GOAL
Output only the lines from the one holding "Point to the cobblestone" to the end of the data below, please, copied exactly.

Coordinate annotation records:
'''
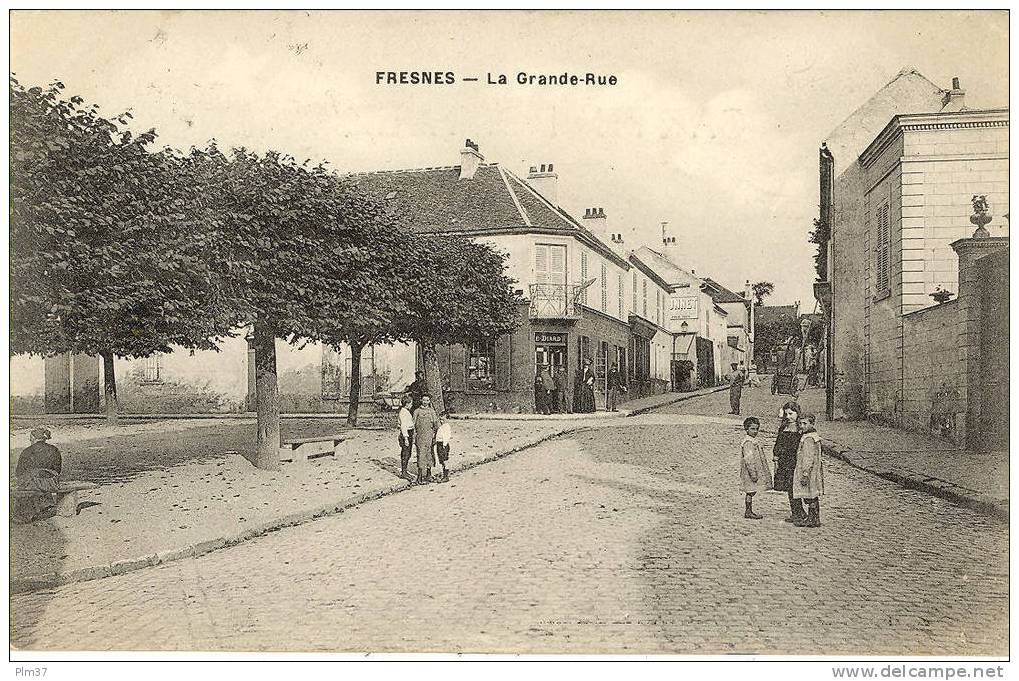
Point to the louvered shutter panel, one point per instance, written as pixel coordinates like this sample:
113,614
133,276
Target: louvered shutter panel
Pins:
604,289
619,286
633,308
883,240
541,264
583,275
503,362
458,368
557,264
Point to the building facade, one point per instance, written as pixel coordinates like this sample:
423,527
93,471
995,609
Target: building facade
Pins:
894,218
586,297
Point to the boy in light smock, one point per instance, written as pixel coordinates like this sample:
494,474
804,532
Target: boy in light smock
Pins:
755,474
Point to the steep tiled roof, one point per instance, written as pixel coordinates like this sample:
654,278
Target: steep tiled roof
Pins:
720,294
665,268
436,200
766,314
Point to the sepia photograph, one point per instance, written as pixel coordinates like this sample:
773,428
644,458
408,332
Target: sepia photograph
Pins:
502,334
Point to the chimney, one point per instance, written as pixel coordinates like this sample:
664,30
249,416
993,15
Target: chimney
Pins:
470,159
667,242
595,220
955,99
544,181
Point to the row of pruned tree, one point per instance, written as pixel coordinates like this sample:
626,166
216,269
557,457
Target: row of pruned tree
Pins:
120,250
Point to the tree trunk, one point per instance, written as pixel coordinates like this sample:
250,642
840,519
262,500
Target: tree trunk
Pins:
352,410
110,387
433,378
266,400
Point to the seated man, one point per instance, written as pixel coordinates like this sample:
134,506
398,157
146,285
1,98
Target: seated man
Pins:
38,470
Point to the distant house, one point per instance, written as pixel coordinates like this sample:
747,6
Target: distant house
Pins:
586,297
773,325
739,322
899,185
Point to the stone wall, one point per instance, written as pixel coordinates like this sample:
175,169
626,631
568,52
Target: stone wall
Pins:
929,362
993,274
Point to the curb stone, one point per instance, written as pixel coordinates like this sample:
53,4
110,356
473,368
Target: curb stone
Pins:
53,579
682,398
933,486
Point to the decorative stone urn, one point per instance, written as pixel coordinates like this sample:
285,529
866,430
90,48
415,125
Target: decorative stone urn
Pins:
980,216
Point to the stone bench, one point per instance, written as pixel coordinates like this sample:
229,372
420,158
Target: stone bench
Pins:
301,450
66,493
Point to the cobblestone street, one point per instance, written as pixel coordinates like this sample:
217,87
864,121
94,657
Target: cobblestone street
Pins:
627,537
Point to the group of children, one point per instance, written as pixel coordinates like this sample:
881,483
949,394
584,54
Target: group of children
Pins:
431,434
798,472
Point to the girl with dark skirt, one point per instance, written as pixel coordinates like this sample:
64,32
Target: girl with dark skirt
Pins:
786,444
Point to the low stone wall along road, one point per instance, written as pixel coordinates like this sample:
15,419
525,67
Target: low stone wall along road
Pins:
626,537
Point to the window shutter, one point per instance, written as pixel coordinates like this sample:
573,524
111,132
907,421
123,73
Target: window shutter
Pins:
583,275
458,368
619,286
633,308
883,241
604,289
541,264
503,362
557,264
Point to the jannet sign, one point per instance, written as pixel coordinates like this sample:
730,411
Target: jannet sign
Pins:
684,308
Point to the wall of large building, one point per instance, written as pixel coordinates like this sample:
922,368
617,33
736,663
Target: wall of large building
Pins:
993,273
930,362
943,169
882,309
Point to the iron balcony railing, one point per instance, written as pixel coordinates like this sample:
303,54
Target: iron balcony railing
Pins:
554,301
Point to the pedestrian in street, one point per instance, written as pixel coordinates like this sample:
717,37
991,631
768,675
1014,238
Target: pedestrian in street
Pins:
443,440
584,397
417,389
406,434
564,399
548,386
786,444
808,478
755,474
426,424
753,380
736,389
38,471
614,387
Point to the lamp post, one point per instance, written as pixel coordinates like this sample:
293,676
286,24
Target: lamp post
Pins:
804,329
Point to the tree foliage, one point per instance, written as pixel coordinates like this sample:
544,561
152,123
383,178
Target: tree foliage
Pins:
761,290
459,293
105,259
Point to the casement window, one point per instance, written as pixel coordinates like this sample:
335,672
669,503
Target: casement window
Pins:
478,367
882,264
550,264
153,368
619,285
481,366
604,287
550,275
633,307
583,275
'''
RESPONSE TO THIS EXERCISE
Point to the cobblestone street, one point per instance, written as pixel coordinates like this sample:
217,87
864,121
94,657
Target: cobblestone street
Pins:
627,537
Point to the group of children, one point per instance, written as pixel coordinates like this sample:
881,483
949,394
584,54
Target: group of children
Pins:
431,434
798,472
Point to the girl with dark skirt, one point per instance, written as pixel coordinates like this sample:
64,32
Target: girl with dark skirt
Pins:
786,444
Point to the low stone wall along road, one point per instance, written as pixel coordinates like this sample:
15,419
525,67
Target: low stone wall along road
Pins:
626,537
Point to the window shutter, one point per instance, written as pixel coordinates like this sample:
573,524
111,132
907,421
123,73
Target: window shutter
Pins:
583,275
458,368
619,286
633,308
883,241
604,289
541,264
503,362
557,264
Point to the jannet sign, one point per instance, written as pixel coordinates like this sample:
730,411
Target: jannet sign
Pins:
684,308
Point to the wall of large building, one point per instance, written as pixel coordinates like this sample:
922,368
617,33
736,663
Target: wall of large building
Pins:
993,273
930,362
943,169
882,309
Point to the iron balcony railing, one point per instance, written as pixel coordinates like this sample:
303,54
Target: iron balcony railing
Pins:
554,301
Point to the pedestrian in street, one point per instance, written as pixel coordinates like this sample:
717,37
991,631
768,675
1014,238
Target: pedestrian in street
Pins:
443,440
584,397
417,389
406,434
564,399
548,386
786,444
808,478
755,474
426,424
753,380
736,389
38,471
614,387
Point to the lamp post, one point per instance, written as pixel coordinates like this sample:
293,676
286,24
Target: lamp post
Pins:
804,329
Point to the tree foliage, one point per instance, written as pixel coordinates like this sample:
544,561
152,123
383,178
Target: tree foliage
Pins:
761,290
459,293
105,259
Point to the casement window, one point per instance, written as pixel coordinates like this sample:
335,672
669,503
Target: casement window
Pins:
478,367
882,264
550,264
153,368
619,285
481,366
604,287
550,275
633,307
583,275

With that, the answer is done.